Dataset entries:
● ● ● ● ● ● ●

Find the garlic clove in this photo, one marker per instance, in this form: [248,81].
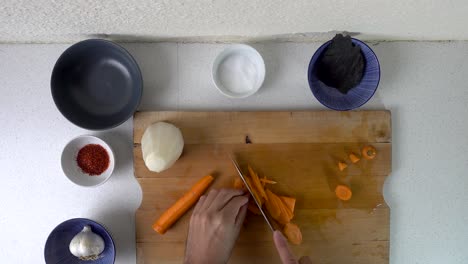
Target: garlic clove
[87,245]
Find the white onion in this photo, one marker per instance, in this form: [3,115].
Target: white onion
[161,145]
[87,245]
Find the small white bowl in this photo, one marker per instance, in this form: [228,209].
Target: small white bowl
[238,71]
[73,171]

● ● ● ● ● ● ●

- [What to produce] Every line of the data above is to be set down exactly; the pictures are not.

- [Expected answer]
Find the garlic clove in this photo, one marker per instance, in this form: [248,81].
Target: garlic clove
[87,245]
Find the white onion in this photo, one marker per instance, in this form: [3,115].
Target: white onion
[161,145]
[87,245]
Find the small white bowl in this photo, one marker per instance, in this form: [228,209].
Target: small white bowl
[238,71]
[73,171]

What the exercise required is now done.